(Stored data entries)
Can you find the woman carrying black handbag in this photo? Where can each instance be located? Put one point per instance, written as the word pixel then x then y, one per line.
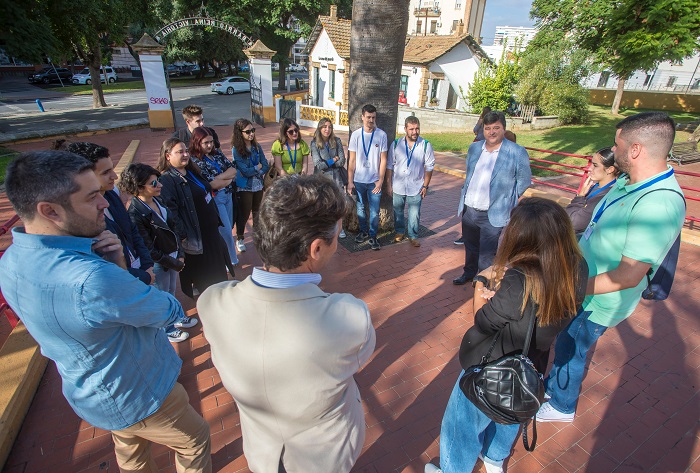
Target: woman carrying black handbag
pixel 538 269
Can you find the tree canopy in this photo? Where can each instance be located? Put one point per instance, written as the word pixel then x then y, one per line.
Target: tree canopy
pixel 622 35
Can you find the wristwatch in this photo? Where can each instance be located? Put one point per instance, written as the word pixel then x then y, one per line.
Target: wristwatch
pixel 481 279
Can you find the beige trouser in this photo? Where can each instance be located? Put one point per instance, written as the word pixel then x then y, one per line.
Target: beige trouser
pixel 176 425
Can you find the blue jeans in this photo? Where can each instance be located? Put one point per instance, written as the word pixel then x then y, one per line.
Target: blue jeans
pixel 564 380
pixel 364 197
pixel 480 240
pixel 224 204
pixel 413 202
pixel 166 281
pixel 466 432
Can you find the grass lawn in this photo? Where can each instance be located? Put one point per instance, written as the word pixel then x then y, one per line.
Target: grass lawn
pixel 575 139
pixel 6 155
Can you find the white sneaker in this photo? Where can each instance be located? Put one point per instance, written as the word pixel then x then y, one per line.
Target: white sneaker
pixel 547 413
pixel 490 467
pixel 430 468
pixel 178 336
pixel 186 322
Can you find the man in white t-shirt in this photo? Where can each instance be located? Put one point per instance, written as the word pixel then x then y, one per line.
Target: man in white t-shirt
pixel 410 167
pixel 366 168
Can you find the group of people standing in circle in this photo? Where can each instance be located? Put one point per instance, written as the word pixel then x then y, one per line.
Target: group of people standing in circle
pixel 189 205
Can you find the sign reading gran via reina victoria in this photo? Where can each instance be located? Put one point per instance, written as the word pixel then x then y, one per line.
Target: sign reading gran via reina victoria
pixel 202 21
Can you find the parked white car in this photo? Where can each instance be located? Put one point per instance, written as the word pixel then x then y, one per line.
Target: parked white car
pixel 83 77
pixel 231 85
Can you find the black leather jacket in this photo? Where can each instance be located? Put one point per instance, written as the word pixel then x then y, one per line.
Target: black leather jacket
pixel 156 234
pixel 177 197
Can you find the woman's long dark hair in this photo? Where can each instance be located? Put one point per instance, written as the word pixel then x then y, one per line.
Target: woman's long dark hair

WHAT YOU NEED TO DO
Turn the records, from the first line through the line containing "pixel 538 269", into a two-column CSV with the headers entry_text and answer. Give one row per record, put each value in a single quoted field with line breaks replaced by spaces, and leave the picture out.

TASK SOLUTION
entry_text,answer
"Can you find the woman carrying black handbag in this photo? Where can each instance be located? Put one point per instance, written as the word pixel then x then y, one per line. Target: woman carrying black handbag","pixel 538 269"